### WHAT IS EXPECTED
Every entry below should be printed exactly, without its images.
--- Start of DATASET RECORDS ---
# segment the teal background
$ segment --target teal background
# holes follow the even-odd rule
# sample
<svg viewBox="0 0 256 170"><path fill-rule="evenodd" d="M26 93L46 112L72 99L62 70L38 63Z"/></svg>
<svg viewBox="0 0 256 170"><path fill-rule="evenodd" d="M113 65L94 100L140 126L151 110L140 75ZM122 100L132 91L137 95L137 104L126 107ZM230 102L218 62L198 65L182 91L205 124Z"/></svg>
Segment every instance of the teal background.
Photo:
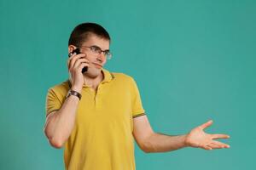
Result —
<svg viewBox="0 0 256 170"><path fill-rule="evenodd" d="M63 169L43 133L47 89L67 78L82 22L112 37L106 68L132 76L156 132L230 135L230 149L146 154L138 170L255 169L255 1L0 1L0 169Z"/></svg>

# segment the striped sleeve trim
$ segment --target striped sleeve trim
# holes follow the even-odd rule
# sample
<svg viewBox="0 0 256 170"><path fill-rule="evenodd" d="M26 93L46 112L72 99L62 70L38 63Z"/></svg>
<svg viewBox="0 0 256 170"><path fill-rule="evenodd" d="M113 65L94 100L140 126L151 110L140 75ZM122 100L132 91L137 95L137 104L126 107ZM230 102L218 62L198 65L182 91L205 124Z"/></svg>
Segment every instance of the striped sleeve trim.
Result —
<svg viewBox="0 0 256 170"><path fill-rule="evenodd" d="M143 116L143 115L146 115L146 114L145 114L145 113L140 113L140 114L132 116L132 118L136 118L136 117L138 117L138 116Z"/></svg>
--- End of DATASET RECORDS ---
### RESPONSE BELOW
# segment the teal background
$ segment --target teal background
# holes follow the even-odd rule
# sample
<svg viewBox="0 0 256 170"><path fill-rule="evenodd" d="M26 93L46 112L72 99L62 70L38 63Z"/></svg>
<svg viewBox="0 0 256 170"><path fill-rule="evenodd" d="M113 65L94 100L140 126L151 110L140 75ZM122 100L132 91L137 95L137 104L126 107ZM230 102L218 62L198 65L182 91L205 124Z"/></svg>
Segment every instance of the teal background.
Photo:
Result —
<svg viewBox="0 0 256 170"><path fill-rule="evenodd" d="M63 169L43 133L47 89L67 78L82 22L112 37L106 68L132 76L156 132L230 135L230 149L146 154L138 170L255 169L255 1L0 1L0 169Z"/></svg>

# segment the striped sleeve trim
$ segment --target striped sleeve trim
# holes follow the even-odd rule
# sample
<svg viewBox="0 0 256 170"><path fill-rule="evenodd" d="M26 93L46 112L72 99L62 70L38 63Z"/></svg>
<svg viewBox="0 0 256 170"><path fill-rule="evenodd" d="M113 65L94 100L140 126L151 110L140 75ZM122 100L132 91L137 95L137 104L126 107ZM230 102L218 62L198 65L182 91L205 124Z"/></svg>
Segment every instance of the striped sleeve trim.
Result —
<svg viewBox="0 0 256 170"><path fill-rule="evenodd" d="M143 116L143 115L146 115L146 114L145 114L145 113L140 113L140 114L132 116L132 118L136 118L136 117L138 117L138 116Z"/></svg>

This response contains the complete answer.